In the data that follows, find the line containing "draw the outline of dark"; then quote that line and every line after it, exactly, through the last one.

--

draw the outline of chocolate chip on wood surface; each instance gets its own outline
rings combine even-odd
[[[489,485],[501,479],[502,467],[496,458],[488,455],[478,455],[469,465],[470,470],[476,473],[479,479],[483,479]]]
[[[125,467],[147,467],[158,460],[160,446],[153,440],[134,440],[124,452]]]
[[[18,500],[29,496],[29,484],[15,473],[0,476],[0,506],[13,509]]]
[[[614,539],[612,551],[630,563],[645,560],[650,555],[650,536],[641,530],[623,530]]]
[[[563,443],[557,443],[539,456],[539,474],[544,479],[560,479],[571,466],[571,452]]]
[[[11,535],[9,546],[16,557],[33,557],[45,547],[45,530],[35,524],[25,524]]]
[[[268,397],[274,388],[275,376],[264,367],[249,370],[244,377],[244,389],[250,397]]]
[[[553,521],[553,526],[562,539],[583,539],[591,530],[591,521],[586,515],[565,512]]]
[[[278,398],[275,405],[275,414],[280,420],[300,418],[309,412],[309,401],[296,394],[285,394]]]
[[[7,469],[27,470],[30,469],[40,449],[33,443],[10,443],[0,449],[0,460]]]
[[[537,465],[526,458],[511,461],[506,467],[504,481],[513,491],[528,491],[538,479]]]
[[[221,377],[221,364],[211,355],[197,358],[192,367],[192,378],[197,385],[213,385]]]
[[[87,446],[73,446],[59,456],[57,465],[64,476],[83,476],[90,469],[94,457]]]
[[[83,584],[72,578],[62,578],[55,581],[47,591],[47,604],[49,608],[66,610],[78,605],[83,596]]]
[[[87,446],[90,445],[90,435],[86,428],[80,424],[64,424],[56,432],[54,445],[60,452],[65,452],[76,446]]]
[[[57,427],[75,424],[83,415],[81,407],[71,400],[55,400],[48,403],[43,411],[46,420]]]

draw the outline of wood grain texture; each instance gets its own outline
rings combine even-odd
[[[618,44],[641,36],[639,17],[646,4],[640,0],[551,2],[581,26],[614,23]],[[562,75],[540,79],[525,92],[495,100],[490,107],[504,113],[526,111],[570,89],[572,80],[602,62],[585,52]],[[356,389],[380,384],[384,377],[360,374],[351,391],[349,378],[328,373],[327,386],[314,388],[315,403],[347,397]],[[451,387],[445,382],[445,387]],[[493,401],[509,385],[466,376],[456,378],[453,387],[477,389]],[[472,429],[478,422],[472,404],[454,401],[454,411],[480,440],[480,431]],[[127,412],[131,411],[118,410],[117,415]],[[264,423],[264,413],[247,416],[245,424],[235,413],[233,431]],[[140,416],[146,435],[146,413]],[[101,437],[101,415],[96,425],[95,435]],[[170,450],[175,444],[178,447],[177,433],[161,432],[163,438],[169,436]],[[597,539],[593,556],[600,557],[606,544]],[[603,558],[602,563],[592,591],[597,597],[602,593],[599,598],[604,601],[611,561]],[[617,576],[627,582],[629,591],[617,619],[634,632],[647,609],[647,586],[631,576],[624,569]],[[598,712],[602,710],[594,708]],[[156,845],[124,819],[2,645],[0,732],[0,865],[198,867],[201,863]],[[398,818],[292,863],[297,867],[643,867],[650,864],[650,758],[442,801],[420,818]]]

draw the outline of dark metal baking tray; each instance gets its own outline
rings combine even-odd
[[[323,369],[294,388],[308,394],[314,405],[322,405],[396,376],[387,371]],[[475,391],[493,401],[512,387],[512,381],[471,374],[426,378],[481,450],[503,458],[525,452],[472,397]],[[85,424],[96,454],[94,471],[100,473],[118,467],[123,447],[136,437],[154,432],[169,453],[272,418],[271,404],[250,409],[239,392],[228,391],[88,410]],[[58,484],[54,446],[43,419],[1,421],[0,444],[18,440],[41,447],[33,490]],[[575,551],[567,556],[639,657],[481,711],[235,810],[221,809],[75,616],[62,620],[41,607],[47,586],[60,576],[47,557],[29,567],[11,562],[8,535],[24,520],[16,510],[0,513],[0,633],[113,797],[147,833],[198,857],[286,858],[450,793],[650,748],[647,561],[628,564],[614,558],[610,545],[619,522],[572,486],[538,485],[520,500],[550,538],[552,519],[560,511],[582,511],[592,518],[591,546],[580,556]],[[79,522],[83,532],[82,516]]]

--

**PROBLEM SOLUTION**:
draw the outline of dark metal baking tray; each instance gets its own outline
rings combine even-odd
[[[323,369],[294,388],[308,394],[314,405],[322,405],[396,376],[387,371]],[[475,391],[493,401],[512,387],[512,381],[471,374],[426,378],[481,450],[503,458],[525,452],[472,397]],[[85,424],[96,454],[94,471],[100,473],[118,467],[123,447],[136,437],[154,432],[169,453],[272,418],[271,404],[250,409],[239,392],[228,391],[88,410]],[[58,484],[54,446],[43,419],[1,421],[0,444],[18,440],[41,447],[33,490]],[[575,551],[567,556],[639,657],[481,711],[235,810],[221,809],[75,616],[62,620],[41,607],[47,586],[60,576],[47,557],[29,567],[11,562],[8,535],[24,520],[16,510],[0,513],[0,633],[113,797],[147,833],[198,857],[286,858],[450,793],[650,748],[647,561],[628,564],[614,558],[610,545],[619,522],[572,486],[538,485],[520,500],[550,538],[552,519],[560,511],[582,511],[592,518],[591,546],[580,556]],[[79,522],[83,532],[82,516]]]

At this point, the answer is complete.